*Assigned task*
Transcribe only the lines from the one containing "Target: dining table" through the final line of the entries below, exactly, and exclude the pictures.

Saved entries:
▬▬▬
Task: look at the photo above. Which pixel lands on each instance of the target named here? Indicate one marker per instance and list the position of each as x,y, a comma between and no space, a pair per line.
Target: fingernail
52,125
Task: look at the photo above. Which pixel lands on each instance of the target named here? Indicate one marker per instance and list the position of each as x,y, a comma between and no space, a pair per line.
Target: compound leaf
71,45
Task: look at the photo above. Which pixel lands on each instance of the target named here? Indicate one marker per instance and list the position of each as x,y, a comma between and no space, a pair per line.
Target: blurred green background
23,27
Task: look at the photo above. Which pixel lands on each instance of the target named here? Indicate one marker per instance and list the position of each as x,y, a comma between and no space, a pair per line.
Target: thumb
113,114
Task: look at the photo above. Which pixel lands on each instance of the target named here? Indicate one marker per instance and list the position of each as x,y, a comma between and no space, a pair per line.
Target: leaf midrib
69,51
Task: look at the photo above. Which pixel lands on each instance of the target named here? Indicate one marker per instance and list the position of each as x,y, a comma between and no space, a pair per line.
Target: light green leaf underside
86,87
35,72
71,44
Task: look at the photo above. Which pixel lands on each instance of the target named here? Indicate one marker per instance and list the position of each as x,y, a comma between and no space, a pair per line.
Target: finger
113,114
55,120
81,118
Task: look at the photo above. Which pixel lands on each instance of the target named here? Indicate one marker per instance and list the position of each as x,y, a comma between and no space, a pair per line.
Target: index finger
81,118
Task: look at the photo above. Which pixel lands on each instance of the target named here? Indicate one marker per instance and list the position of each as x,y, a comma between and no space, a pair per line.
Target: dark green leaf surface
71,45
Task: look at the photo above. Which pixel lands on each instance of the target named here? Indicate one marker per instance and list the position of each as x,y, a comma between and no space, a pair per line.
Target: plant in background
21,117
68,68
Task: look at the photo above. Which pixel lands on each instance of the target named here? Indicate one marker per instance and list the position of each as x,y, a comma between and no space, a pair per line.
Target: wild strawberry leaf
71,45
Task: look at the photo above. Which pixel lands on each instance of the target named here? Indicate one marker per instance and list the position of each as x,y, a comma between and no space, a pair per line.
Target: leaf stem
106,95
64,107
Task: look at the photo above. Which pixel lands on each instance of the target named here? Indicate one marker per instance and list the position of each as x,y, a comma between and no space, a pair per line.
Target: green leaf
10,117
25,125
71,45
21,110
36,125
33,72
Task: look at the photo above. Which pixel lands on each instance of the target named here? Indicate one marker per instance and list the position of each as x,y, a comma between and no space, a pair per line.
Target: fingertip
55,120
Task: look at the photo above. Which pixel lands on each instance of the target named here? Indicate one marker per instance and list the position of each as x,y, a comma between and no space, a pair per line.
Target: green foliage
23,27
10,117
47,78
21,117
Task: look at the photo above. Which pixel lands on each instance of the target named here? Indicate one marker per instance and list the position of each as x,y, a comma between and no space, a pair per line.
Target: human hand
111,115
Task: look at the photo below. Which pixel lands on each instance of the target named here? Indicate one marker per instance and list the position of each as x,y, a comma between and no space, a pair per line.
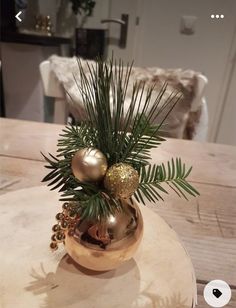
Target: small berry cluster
67,220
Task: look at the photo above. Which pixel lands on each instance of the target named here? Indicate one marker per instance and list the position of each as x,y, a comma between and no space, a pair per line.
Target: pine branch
123,134
153,177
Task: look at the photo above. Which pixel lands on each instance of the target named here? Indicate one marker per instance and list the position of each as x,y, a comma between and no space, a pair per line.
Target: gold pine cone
121,180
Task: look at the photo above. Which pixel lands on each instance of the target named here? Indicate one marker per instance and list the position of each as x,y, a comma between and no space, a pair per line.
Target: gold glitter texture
121,180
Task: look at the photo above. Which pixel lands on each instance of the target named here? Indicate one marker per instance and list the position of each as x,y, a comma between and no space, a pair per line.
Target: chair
53,88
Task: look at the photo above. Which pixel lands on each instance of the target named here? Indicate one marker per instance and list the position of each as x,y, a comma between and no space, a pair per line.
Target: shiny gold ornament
64,225
102,246
72,214
53,238
65,206
60,236
89,165
121,180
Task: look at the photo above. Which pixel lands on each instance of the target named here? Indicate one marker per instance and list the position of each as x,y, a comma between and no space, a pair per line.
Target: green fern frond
153,177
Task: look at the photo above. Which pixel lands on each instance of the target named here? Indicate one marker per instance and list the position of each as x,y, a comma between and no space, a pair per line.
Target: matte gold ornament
121,180
89,165
104,245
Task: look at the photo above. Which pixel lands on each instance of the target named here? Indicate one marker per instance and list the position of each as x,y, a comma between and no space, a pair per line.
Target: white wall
226,128
160,43
23,90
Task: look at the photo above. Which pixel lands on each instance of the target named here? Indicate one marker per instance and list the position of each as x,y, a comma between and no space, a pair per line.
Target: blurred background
192,43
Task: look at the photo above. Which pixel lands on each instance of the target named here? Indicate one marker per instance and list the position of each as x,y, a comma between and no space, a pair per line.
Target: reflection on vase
105,245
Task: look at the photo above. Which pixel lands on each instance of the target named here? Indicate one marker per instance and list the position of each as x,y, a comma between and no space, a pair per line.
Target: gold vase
104,245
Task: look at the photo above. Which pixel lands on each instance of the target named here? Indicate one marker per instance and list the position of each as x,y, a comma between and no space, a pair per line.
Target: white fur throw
182,121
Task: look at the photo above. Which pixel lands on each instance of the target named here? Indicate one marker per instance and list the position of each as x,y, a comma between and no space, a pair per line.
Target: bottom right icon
217,293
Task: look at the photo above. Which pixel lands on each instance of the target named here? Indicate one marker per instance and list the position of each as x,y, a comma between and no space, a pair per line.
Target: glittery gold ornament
89,165
56,228
53,246
121,180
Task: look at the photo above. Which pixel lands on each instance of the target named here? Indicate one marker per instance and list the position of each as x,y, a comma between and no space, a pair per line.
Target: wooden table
206,224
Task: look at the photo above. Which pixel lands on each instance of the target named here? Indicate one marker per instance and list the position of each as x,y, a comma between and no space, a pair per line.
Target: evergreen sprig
123,134
152,178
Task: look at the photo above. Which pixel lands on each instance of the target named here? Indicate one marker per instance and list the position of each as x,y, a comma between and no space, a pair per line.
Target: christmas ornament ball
121,180
89,165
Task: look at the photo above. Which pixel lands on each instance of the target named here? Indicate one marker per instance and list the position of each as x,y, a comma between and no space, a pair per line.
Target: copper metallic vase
103,246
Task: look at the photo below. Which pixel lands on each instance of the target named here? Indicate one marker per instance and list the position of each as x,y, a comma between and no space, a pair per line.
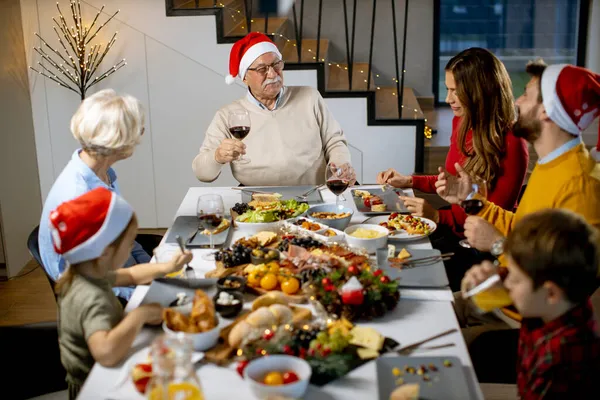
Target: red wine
338,186
210,221
239,132
472,207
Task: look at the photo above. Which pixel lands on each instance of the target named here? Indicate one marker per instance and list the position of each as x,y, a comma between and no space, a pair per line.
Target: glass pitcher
174,376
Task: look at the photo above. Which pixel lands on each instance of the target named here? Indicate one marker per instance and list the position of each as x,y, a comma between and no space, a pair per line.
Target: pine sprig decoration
75,63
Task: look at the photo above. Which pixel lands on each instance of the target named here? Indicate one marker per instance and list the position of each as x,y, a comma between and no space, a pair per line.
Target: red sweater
508,184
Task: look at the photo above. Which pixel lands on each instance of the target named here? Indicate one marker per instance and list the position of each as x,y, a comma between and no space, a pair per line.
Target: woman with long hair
482,142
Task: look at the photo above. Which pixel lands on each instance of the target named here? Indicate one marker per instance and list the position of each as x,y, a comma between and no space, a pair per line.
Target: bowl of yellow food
367,236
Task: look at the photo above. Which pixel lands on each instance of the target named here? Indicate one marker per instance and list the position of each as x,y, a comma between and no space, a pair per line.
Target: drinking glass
239,127
338,178
210,211
472,205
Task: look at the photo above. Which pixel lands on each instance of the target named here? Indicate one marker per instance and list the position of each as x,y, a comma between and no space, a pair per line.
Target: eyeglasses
263,70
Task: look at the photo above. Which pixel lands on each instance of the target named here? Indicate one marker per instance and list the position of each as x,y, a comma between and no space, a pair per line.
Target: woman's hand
476,275
229,150
392,177
454,189
178,262
421,208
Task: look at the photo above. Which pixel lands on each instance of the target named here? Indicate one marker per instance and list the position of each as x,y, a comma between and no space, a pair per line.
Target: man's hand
480,233
476,275
454,189
229,150
392,177
177,262
420,208
344,171
151,314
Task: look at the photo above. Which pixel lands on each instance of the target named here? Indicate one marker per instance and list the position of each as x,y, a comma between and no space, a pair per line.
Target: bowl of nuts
264,256
231,284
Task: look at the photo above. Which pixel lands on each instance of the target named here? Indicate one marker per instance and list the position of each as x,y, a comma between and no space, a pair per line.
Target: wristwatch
498,247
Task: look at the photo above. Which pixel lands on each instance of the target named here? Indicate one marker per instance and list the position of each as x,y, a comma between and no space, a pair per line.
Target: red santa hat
84,227
245,51
572,98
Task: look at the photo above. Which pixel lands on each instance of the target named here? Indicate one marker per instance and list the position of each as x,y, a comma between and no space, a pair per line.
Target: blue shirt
554,154
74,180
253,100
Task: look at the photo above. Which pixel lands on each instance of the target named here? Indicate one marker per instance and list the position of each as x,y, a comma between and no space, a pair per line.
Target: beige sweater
290,145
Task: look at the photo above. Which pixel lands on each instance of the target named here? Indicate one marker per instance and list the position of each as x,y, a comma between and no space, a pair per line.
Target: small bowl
231,310
258,368
370,245
222,287
340,223
202,341
263,260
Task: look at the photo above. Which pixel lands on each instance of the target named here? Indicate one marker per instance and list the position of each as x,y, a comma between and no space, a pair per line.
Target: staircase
383,104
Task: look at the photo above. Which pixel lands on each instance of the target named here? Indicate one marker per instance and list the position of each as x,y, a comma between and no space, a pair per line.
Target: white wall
176,68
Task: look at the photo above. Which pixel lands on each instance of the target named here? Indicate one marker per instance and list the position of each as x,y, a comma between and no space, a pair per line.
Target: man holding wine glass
275,135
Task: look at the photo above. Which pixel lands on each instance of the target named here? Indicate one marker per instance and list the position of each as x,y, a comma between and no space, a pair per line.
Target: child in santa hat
95,233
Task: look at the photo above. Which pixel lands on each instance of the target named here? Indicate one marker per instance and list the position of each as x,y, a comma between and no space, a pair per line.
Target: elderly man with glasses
292,134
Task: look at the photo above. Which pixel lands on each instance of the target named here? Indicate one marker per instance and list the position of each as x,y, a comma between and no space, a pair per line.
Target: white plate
402,235
124,386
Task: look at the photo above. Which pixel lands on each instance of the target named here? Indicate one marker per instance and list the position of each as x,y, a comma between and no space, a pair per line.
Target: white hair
107,123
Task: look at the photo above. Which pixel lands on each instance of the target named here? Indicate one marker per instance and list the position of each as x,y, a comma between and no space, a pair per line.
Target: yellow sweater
570,181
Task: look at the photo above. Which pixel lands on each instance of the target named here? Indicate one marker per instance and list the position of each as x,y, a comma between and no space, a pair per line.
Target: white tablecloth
420,313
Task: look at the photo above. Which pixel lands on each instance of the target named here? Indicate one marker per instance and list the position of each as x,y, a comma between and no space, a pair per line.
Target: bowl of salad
266,212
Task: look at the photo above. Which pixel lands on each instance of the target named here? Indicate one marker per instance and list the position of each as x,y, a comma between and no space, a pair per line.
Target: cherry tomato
241,367
353,270
290,377
273,379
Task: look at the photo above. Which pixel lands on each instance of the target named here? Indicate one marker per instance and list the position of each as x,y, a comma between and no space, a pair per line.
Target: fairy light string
74,64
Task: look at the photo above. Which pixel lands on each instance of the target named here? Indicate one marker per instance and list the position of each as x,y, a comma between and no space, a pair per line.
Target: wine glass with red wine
239,127
473,205
338,179
210,211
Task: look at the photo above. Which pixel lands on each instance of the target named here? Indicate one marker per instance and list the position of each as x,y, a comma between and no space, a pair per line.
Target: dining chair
34,249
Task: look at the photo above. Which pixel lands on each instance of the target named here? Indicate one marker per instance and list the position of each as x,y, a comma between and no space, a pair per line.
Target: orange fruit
290,286
269,281
273,379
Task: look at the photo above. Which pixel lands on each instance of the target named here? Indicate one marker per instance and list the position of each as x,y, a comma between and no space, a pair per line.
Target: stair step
289,50
338,77
387,104
275,25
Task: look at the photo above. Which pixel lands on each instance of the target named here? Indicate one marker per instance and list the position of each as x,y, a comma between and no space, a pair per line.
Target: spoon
189,271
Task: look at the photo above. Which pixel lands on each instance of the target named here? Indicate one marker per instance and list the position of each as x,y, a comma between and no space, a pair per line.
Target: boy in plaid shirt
553,261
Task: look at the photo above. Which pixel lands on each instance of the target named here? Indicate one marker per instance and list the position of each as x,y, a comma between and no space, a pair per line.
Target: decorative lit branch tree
79,60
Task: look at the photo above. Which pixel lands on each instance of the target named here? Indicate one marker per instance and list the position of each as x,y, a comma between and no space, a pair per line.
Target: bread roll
282,313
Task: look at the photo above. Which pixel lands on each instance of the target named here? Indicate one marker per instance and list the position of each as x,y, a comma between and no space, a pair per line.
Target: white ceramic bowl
339,224
202,341
370,245
257,369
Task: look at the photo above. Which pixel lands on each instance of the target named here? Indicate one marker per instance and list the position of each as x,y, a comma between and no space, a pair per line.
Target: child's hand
178,262
151,313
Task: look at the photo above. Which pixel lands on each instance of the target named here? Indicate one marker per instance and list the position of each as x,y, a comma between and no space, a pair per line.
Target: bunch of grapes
241,208
235,256
306,242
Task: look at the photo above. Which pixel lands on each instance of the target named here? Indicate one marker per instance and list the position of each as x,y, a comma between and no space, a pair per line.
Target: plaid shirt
560,358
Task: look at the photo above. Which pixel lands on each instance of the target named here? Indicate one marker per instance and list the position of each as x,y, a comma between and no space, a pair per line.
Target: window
515,30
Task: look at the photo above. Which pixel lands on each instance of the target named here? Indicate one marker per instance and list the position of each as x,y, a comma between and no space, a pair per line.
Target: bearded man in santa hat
293,135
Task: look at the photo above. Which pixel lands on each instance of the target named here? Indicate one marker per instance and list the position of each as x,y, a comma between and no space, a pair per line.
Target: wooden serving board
223,353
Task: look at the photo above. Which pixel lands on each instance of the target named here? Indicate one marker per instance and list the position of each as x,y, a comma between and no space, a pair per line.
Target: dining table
420,313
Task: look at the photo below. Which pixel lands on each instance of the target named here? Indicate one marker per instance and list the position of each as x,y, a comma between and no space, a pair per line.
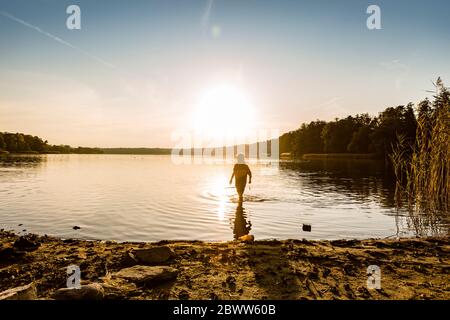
▬▬▬
*Exercise output*
Target: dining table
420,313
Task: look at the photo below. Which pixel lands on each instance of the target named here? Indicate one marker per instance and list the position of each as x,y, a comma between and no space, a pair per line.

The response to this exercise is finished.